▶ [Tugas Tertulis a]
Tunjukkan semua baris pada catatan di bawah yang memuat kata "tree", tanpa mengubah isinya.

⁂

Sabtu, 06 Juni 2009

Kemajuan Program Nuklir Korea Utara


Selama seminggu, delegasi enam negara kembali berkumpul di Beijing bulan Desember 2006, namun tak berhasil mencapai langkah nyata untuk memastikan penghentian ambisi nuklir Korea Utara.

Christopher Hill
Christopher Hill
Pimpinan delegasi Amerika Serikat, Wakil Menteri Luar Negeri Christopher Hill, mengatakan perundingan saat ini memasuki masa rehat, dan mungkin akan kembali dilangsungkan dalam beberapa minggu ke depan.

"Tentu saja kami kecewa tidak bisa menyelesaikan masalah ini. Tapi kita lihat nanti, apa yang bisa kita lakukan,” kata Hill.

Dalam tiga tahun terakhir, Amerika Serikat, Rusia, China, Jepang dan Korea Selatan telah menjanjikan bantuan ekonomi dan kerjasama diplomatis, jika Korea Utara mau mengakhiri program nuklirnya.

Pada bulan September 2005, Pyongyang memang sempat berjanji membongkar fasilitas nuklir mereka. Tapi nyatanya, sampai akhir tahun 2006, Pyongyang tetap menolak mengambil langkah apapun, dengan alasan Amerika Serikat harus terlebih dulu menghentikan restriksi ekonomi atas Korea Utara. Pendirian ini ditolak Washington, yang bersikeras bahwa restriksi itu bertujuan untuk menghentikan kejahatan pencucian dan pemalsuan uang di Korea Utara.

⁂

▶ [Tugas Tertulis b]
Tuliskan persis bagian artikel tentang program nuklir Korea Utara di atas, dari "Selama seminggu, delegasi" sampai "mengakhiri program nuklirnya.".

(Contoh pelabelan titik)
⁂

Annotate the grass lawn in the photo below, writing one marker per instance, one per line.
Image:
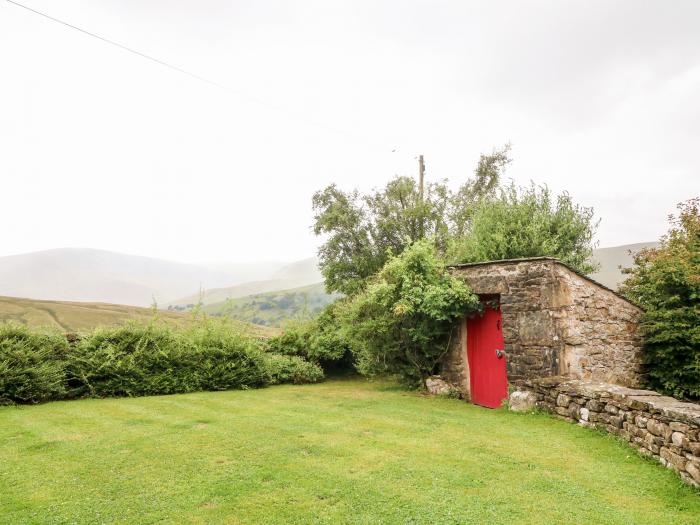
(338, 452)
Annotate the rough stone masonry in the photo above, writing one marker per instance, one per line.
(657, 426)
(555, 322)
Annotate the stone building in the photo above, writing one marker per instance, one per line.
(541, 319)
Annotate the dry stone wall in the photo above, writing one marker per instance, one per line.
(657, 426)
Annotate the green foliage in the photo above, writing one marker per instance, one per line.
(665, 282)
(403, 322)
(529, 222)
(140, 359)
(292, 369)
(150, 359)
(31, 364)
(364, 231)
(321, 340)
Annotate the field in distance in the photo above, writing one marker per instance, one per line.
(274, 308)
(76, 316)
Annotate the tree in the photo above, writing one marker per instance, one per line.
(364, 231)
(528, 222)
(403, 322)
(665, 282)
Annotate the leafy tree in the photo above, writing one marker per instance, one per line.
(321, 340)
(364, 231)
(529, 222)
(665, 282)
(403, 322)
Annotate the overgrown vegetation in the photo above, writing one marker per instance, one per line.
(665, 282)
(140, 359)
(322, 340)
(387, 251)
(402, 324)
(32, 364)
(482, 220)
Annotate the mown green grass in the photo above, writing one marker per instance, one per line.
(339, 452)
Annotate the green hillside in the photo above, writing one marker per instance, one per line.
(273, 308)
(76, 316)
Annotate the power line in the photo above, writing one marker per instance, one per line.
(238, 93)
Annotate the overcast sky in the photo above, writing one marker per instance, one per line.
(101, 148)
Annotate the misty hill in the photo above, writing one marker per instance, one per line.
(81, 274)
(78, 274)
(274, 308)
(294, 275)
(611, 259)
(77, 316)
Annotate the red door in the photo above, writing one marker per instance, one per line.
(487, 360)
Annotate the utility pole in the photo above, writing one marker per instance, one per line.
(421, 182)
(421, 175)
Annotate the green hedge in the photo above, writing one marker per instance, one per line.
(137, 360)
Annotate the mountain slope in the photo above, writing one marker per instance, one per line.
(294, 275)
(77, 274)
(75, 316)
(612, 259)
(274, 308)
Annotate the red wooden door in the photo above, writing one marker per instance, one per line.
(487, 361)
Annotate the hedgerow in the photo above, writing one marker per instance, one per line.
(665, 282)
(32, 364)
(139, 359)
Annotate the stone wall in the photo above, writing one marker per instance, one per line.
(555, 322)
(599, 332)
(657, 426)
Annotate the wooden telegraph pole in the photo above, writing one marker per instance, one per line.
(421, 175)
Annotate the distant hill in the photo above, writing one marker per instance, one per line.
(294, 275)
(274, 308)
(81, 274)
(612, 259)
(77, 316)
(77, 274)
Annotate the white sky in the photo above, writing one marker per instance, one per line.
(100, 148)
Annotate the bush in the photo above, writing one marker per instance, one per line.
(292, 369)
(665, 282)
(321, 341)
(403, 323)
(138, 360)
(31, 364)
(529, 222)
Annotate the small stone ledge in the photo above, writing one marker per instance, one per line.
(658, 426)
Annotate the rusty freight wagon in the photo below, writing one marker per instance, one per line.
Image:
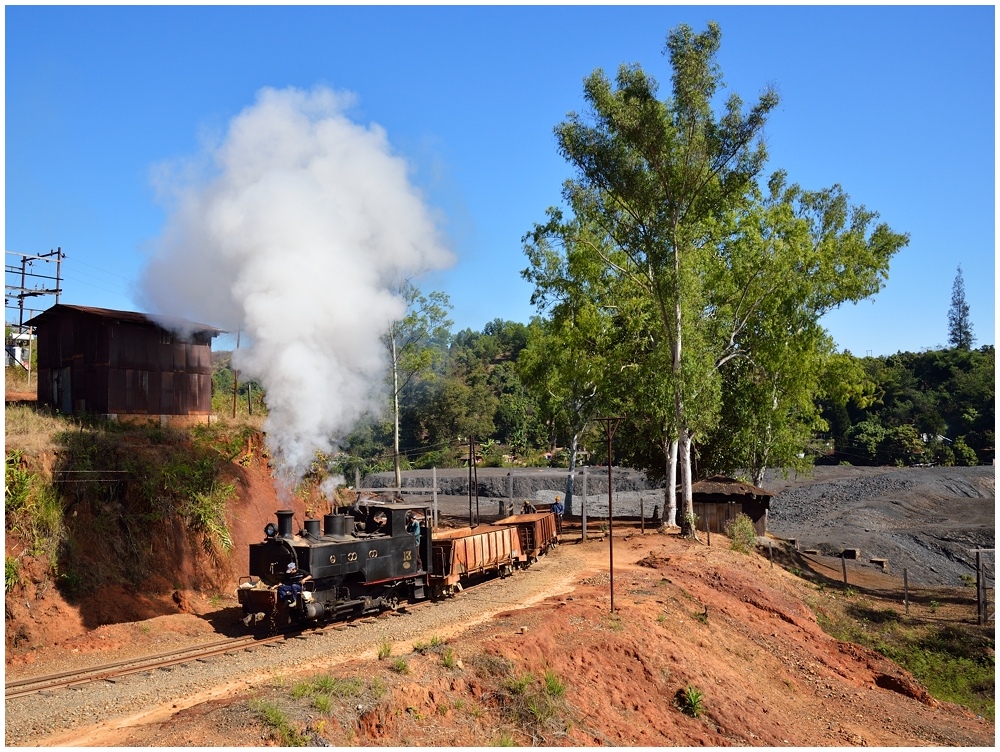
(461, 553)
(536, 533)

⁂

▶ [Jawaban Tugas a]
Annotate the tree in the photo above, writing one marker per instance, one per line.
Annotate the leafy tree in the photo above, writing one marker per instance, one per line.

▶ [Jawaban Tugas b]
Selama seminggu, delegasi enam negara kembali berkumpul di Beijing bulan Desember 2006, namun tak berhasil mencapai langkah nyata untuk memastikan penghentian ambisi nuklir Korea Utara.

Christopher Hill
Christopher Hill
Pimpinan delegasi Amerika Serikat, Wakil Menteri Luar Negeri Christopher Hill, mengatakan perundingan saat ini memasuki masa rehat, dan mungkin akan kembali dilangsungkan dalam beberapa minggu ke depan.

"Tentu saja kami kecewa tidak bisa menyelesaikan masalah ini. Tapi kita lihat nanti, apa yang bisa kita lakukan,” kata Hill.

Dalam tiga tahun terakhir, Amerika Serikat, Rusia, China, Jepang dan Korea Selatan telah menjanjikan bantuan ekonomi dan kerjasama diplomatis, jika Korea Utara mau mengakhiri program nuklirnya.